▶ [To-do list]:
A: Answer these questions about the Xanadu interview, one line each:
(i) What is the name of Xanadu's machine learning software for quantum computers?
(ii) Where did Christian go after getting his PhD in Australia?
(iii) In which city will Xanadu's headquarters always be?
B: Please summarize the Xanadu interview in two sentences.
C: Pick up the Xanadu interview after its final sentence and continue it.

▶ [Reading passage]:
Vice President, Early Stage Practice
Christian Weedbrook is the Founder and CEO of Xanadu, a quantum technologies company powered by light. Xanadu designs and integrates quantum silicon photonic chips into existing hardware to create truly full-stack quantum computing. Their methods will solve today’s toughest business problems significantly faster than ever imagined.
Xanadu just launched the world’s first dedicated machine learning software for quantum computers, called Penny Lane (yes, after the Beatles song). Envisioned as the “TensorFlow of quantum computing,” the hardware-agnostic platform comes with built-in support for existing qubit and photonic quantum hardware.
Xanadu is an SVB Client and I interviewed Christian in Xanadu’s Toronto HQ. The below was edited for length and clarity.
Natalie: As an Australian, what made you move to Toronto and decide to become a Canadian citizen? Was it in order to build this company?
Christian: For personal reasons, actually. After getting my PhD in Australia I went to Boston then Toronto. I pretty much fell in love with Toronto. I grew up on acreage so I really wanted to live in a big city. There’s that city element and also a multicultural side of things here.
As far as the company, Xanadu is not going anywhere — we may have offices in other parts of the country but the headquarters will always be in Toronto.

▶ [Provided data]:
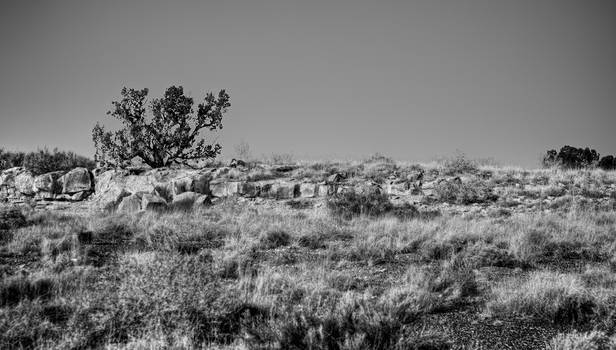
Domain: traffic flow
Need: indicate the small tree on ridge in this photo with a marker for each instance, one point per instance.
(170, 133)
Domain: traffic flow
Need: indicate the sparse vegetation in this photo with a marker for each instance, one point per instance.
(44, 161)
(171, 134)
(487, 254)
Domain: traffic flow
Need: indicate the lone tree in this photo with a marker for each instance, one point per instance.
(169, 134)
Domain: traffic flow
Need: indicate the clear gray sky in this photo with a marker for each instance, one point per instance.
(323, 78)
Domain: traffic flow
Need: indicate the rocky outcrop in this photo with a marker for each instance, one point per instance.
(20, 185)
(77, 180)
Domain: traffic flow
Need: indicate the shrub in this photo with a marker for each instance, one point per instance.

▶ [Exercise results]:
A:
(i) Penny Lane
(ii) Boston, then Toronto
(iii) Toronto

B: Christian Weedbrook founded Xanadu, a Toronto-based quantum technologies company that integrates quantum silicon photonic chips into existing hardware and has launched Penny Lane, billed as the world's first dedicated machine learning software for quantum computers. He says he moved from Australia to Toronto for personal reasons, drawn by big-city life and multiculturalism, and that the company's headquarters will always stay in Toronto.

C:
On the about page of our website, we even have a picture of the CN Tower, and so many people told me not to put that image there, saying that it looks too cheesy, but when you come from a different country, you have a different appreciation for Toronto. If I had a will, it’d say “sprinkle my ashes from the CN Tower”.
I never want to move [away from Toronto]. If I had a will, it’d say “sprinkle my ashes from the CN Tower”
N: In terms of hiring talent, what’s it like here?
C: We are a little unique in that the technology we’re developing comes from academia, so that means we have to hire from academia. We have thirty five people now approximately, and I tell everyone that working here is like a postdoc position — try it to see if you like it and we’ll be publishing everything. That allows us to get good talent. Everyone at the company I’ve either worked with previously or know from friends of friends in academia. That means we’re drawing from people all over the world. We’ve got so many nationalities here — it’s crazy. That shows you how popular quantum computing is becoming in universities around the world. I was a postdoc at University of Toronto and I think we’ve hired four people straight out of their PhD. I’ve worked at many universities — including Harvard and MIT — and the best of the best here are equal to the best of the best anywhere.
I’ve worked at many universities — including Harvard and MIT — and the best of the best here [in Toronto] are equal to the best of the best anywhere.
N: And what about hiring business talent?
C: 90% of the employees are quantum engineers, so we’re looking for more business hires now.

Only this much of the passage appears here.